§ **Article**
The Nations Cup is a biannual invitational event in which students from the CIC have competed four times before. The CIC teams have always done well in this high-pressure competition against their peers from Scotland, Puerto Rico, Barbados, Mexico and the United States; but this year, Amy and Michael racked up five gold medals, two silver medals and four best of show awards.

Chef Kevin, who trained the junior chefs and accompanied them to Grand Rapids for the two-day six-dish competition, said Amy and Mike were so successful because they had practised for weeks for the black box competition. But it’s not about memorizing recipes, because in this kind of competition, participants don’t know what their ingredients will be until just before they are expected to start cooking.

“They have 20 minutes to determine their menu based on the mystery ingredients. After 20 minutes, they are not allowed to gather together any other ingredients, so they have to make sure that they have picked out all of the spices, herbs, butter, sugar, fresh produce – even salt and pepper – that they’re going to need to create their dish,” he explained.

On average, the teams have less than two hours cooking time.

“Rather than memorizing recipes, Amy and Michael memorized proportions, and had a strong foundation in basic techniques and methods,” Chef Kevin said. “Because they had practised together for so long, they were in sync in the kitchen, and had great communication skills with each other.”

§ **Instructions**
- 1) Answer these questions using the Nations Cup article:
(a) How many gold medals did Amy and Michael win this year?
(b) How many minutes do participants have to determine their menu?
(c) What did Amy and Michael memorize rather than recipes?
- 2) Carry on the Nations Cup article from the point where it stops.
The entries bear no relation to the Nations Cup article.

§ **Records shown**

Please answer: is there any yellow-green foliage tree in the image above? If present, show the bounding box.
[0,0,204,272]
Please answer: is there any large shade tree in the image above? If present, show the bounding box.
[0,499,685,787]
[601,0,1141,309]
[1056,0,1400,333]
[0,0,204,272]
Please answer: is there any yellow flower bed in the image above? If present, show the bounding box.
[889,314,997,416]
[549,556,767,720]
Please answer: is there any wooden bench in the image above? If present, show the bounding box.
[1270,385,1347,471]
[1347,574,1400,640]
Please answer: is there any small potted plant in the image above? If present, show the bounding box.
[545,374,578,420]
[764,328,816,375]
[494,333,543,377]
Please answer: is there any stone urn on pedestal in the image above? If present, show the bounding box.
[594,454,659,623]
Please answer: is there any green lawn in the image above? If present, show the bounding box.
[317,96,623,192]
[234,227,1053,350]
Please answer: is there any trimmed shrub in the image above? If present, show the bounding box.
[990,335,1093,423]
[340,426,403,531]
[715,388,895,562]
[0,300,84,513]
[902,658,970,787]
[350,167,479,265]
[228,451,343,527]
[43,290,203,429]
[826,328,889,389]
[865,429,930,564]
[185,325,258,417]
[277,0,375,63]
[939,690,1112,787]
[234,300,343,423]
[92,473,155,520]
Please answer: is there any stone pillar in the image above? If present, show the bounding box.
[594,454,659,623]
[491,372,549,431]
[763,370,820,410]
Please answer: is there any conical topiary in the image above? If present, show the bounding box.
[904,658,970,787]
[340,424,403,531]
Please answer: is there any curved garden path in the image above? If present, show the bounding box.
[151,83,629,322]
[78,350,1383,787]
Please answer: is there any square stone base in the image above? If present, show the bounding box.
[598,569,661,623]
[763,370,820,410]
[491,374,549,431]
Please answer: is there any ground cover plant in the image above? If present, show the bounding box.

§ **In response**
- 1)
(a) Five.
(b) 20 minutes.
(c) Proportions.

- 2)
As if all of their preparation weren’t enough to give them an edge, the two had an added stroke of luck in one of the competitions…the mystery ingredient was lobster.

“They couldn’t have had a better choice,” Chef Kevin recalled. “Who in the competition could prepare lobster better than a team from Prince Edward Island?”

He said the judges were taken aback when the CIC students chopped the lobster on the cutting board before cooking it.

“All the other teams boiled the lobster first, but Amy and Mike knew that the meat would be much more flavourful and tender if they killed it first.”

Apparently the judges agreed. The students won a gold medal and a best in show for their efforts in the Fish and Shellfish Entrée category.

Michael is back in Prince Edward Island in The Culinary Institute of Canada’s Applied Degree in Culinary Operations program. Amy has returned to her home town of Cochrane, Ontario.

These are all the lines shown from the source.